■ Directions for this task
Extract the entries in their exact form.

■ Provided information
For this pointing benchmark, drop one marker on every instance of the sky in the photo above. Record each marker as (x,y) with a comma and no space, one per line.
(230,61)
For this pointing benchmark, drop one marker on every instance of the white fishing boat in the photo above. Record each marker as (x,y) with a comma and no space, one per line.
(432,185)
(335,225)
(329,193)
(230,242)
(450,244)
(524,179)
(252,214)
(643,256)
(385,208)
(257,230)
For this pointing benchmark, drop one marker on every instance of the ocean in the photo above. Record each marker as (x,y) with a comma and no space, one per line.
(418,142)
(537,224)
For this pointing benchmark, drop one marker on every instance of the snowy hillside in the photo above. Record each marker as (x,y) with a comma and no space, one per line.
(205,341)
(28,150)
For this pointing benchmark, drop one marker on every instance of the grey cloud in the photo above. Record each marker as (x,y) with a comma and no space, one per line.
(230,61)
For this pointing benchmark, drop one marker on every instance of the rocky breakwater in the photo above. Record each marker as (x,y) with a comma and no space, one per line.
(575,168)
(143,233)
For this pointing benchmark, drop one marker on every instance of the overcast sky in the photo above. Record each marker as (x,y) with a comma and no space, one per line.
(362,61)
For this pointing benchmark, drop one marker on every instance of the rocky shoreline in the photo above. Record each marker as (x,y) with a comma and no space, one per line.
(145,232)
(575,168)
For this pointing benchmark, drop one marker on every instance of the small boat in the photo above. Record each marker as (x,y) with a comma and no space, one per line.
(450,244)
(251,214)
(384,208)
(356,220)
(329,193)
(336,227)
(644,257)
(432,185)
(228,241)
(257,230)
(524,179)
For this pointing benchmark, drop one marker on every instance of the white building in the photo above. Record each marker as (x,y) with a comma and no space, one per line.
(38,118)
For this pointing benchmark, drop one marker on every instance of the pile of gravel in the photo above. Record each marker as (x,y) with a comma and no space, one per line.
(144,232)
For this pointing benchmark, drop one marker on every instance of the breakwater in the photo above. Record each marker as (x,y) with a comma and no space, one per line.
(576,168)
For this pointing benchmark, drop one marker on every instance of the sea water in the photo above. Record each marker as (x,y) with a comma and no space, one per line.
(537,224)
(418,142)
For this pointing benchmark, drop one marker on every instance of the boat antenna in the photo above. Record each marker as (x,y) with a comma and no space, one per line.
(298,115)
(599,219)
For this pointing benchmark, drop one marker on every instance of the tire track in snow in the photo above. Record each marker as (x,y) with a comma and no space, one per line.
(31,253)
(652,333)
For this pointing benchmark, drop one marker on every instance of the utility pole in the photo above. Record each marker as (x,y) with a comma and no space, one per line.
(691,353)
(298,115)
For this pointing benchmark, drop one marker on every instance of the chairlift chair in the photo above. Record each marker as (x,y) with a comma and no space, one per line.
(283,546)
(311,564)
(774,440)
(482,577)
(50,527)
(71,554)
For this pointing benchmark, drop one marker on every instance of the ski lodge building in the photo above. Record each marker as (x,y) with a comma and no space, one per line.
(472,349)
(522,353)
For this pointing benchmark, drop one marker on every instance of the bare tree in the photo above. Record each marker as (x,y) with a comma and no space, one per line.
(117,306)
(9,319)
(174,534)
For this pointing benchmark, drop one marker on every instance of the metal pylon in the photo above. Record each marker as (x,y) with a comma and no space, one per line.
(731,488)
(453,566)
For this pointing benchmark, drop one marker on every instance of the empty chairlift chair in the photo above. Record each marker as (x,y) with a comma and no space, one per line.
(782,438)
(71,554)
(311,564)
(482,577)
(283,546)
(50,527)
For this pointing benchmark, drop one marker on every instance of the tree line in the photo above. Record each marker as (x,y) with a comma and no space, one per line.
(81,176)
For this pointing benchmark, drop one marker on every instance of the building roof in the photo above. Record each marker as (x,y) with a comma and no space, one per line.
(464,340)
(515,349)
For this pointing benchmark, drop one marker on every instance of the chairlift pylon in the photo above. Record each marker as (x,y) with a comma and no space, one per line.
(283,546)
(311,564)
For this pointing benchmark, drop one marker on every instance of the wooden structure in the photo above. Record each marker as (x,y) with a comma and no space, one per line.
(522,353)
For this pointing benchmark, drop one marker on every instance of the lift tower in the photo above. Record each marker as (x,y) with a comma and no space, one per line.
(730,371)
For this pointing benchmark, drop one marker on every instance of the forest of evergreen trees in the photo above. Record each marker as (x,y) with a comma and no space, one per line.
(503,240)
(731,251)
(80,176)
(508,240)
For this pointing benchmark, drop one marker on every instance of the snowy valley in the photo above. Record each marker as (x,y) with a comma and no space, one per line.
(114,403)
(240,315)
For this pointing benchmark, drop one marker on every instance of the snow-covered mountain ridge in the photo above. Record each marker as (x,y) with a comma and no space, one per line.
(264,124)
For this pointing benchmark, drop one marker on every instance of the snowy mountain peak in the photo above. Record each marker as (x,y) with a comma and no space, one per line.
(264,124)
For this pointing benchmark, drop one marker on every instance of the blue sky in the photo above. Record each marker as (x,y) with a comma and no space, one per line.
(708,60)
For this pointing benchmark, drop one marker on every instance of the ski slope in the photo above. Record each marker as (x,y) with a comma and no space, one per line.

■ Answer to the problem
For this pointing benchmark, drop one marker on every instance of the sky in the photo above. Record each marker as (x,y) with a comma and no space, one per line.
(230,61)
For this pointing benchmark, drop one marker on every instance of the white fishing boat in the photo above. Record each marker as (x,y) with a comma and no space, one per line.
(432,185)
(335,225)
(329,193)
(230,242)
(450,244)
(524,179)
(252,214)
(643,256)
(385,208)
(257,230)
For this pointing benchmark, drop one marker on every instance of the ocean in the photo above. Record each marker as (x,y) with a comma and no space, one per line.
(418,142)
(537,224)
For this pointing benchmark, drop one marker on every instance of the snowy hillside in the photo above. Record each marker as (x,y) with a comma and no space, one per line.
(205,341)
(28,150)
For this pointing benchmark, drop one marker on every instance of the grey cloud in the photo above. Record each marker as (x,y) with a comma and no space, one per line.
(230,61)
For this pointing benchmark, drop one marker on every instance of the rocky breakwater in the photo above. Record each marker as (x,y) with a comma and no space, one per line.
(575,168)
(143,233)
For this pointing benchmark, drop one marker on every instance of the overcast sky in the photo above. Record each marker as (x,y) with a comma and no space, one per line.
(362,61)
For this pointing benchmark, drop one marker on every instance of the rocky shoreline in the photo above. Record each marker as (x,y) with a comma and no space, one per line.
(145,232)
(575,168)
For this pointing benchmark, drop one marker on every instance of the small boat in the photo above. Record each marker as (x,y) with a comma and no space, one per line.
(450,244)
(251,214)
(384,208)
(356,220)
(329,193)
(336,227)
(644,257)
(432,185)
(228,241)
(257,230)
(524,179)
For this pointing benchmark, drop one marker on every instance of the white building in the photo above. Record each marker as (x,y) with a comma and no space, one per line.
(38,118)
For this pointing benchmark, drop one marker on every instance of the pile of gravel in the photo above. Record each marker as (x,y) with a comma and no space, one per line.
(144,232)
For this pointing benchmark, drop one marker on every instance of the breakwater in the photo above. Record each marker as (x,y) with a comma and no space, one per line.
(576,168)
For this pointing benchmark, drop one marker on every instance of the sea water in the photo above. Record each marker as (x,y) with a comma and no space, one per line.
(537,224)
(418,142)
For this pointing benchmark, drop one marker on every instance of the boat antenna in the photo above. Record each marker as (x,y) with a comma and no space, one per line.
(298,115)
(599,219)
For this pointing benchmark, drop one marker on every instance of the tire track in snow in the photo above. Record each marker as (x,y) with a comma and no space, one per line.
(31,253)
(652,333)
For this pointing benchmark, drop one marker on every instance of the utility pole in the photo above. Record each marker as (x,y) with a comma and no space, one per line.
(691,353)
(298,115)
For this pointing benchmark, drop one marker on every instance of the chairlift chair in the photo above. Record each marker as (x,y) with a comma and no space, one per line.
(283,546)
(311,564)
(774,440)
(482,577)
(50,527)
(71,554)
For this pointing benchmark, drop one marker on every instance of the ski lodge building in the photo above. Record each marker as (x,y) with a comma and no space, one per line.
(472,349)
(522,353)
For this pointing benchmark, drop one marker on every instance of the bare tree in the photo above. Record each marker as (x,y) with a comma and no space, one per line.
(117,306)
(9,319)
(174,534)
For this pointing benchmark, drop one marker on every instance of the metal pylon in the photo above. Record each marker as (x,y) with a comma and no space, one per line.
(731,488)
(453,566)
For this pointing benchmark, drop one marker on every instance of the empty chairlift chair in the photo above. Record each marker as (x,y) with a comma and no space, one per line.
(782,438)
(71,554)
(311,564)
(482,577)
(283,546)
(50,527)
For this pointing benchmark, drop one marker on every instance of the tree line in the photo above. Record each marker as (x,y) with a comma and no space, one per line.
(81,176)
For this pointing benchmark, drop one marker on every instance of the building roof in the photo above. Record each marker as (x,y) with a comma and no space, one per line.
(464,340)
(515,349)
For this pointing benchmark, drop one marker on every instance of the chairlift pylon in the photo above. Record each marker as (x,y) with a comma and no space, one per line.
(283,546)
(311,564)
For this pointing benchmark, drop one marker on every instance of the wooden structure in the photo above. Record each marker as (x,y) with a comma and no space, one per line.
(522,353)
For this pointing benchmark, drop one marker on every instance of the lift tower in the photo above. Record each marker as (x,y) with a comma and no space, one per line.
(730,371)
For this pointing benchmark, drop one marker on every instance of the forest of evergreen trees in the photo above. Record each marker as (x,y) with a comma and no space, one per line.
(503,240)
(731,251)
(80,176)
(508,240)
For this pointing benchmark, drop one marker on every instance of the snowy valley in the photo above. Record each marker as (x,y) with a comma and no space, one per line.
(114,403)
(240,315)
For this pointing benchmark, drop one marker on every instance of the snow-covered mountain ridge in the photo above. Record each marker as (x,y) with a comma and no space, one per line.
(264,124)
For this pointing benchmark, drop one marker on every instance of the snowy mountain peak in the photo above. Record each marker as (x,y) with a comma and no space, one per line.
(264,124)
For this pointing benchmark, drop one marker on every instance of the blue sky in the photo above. Record each marker as (x,y) with a comma and no space, one per line.
(708,60)
For this pointing benchmark, drop one marker on every instance of the ski slope in the photo above. Record each marker as (x,y) with a comma and no space, one per line.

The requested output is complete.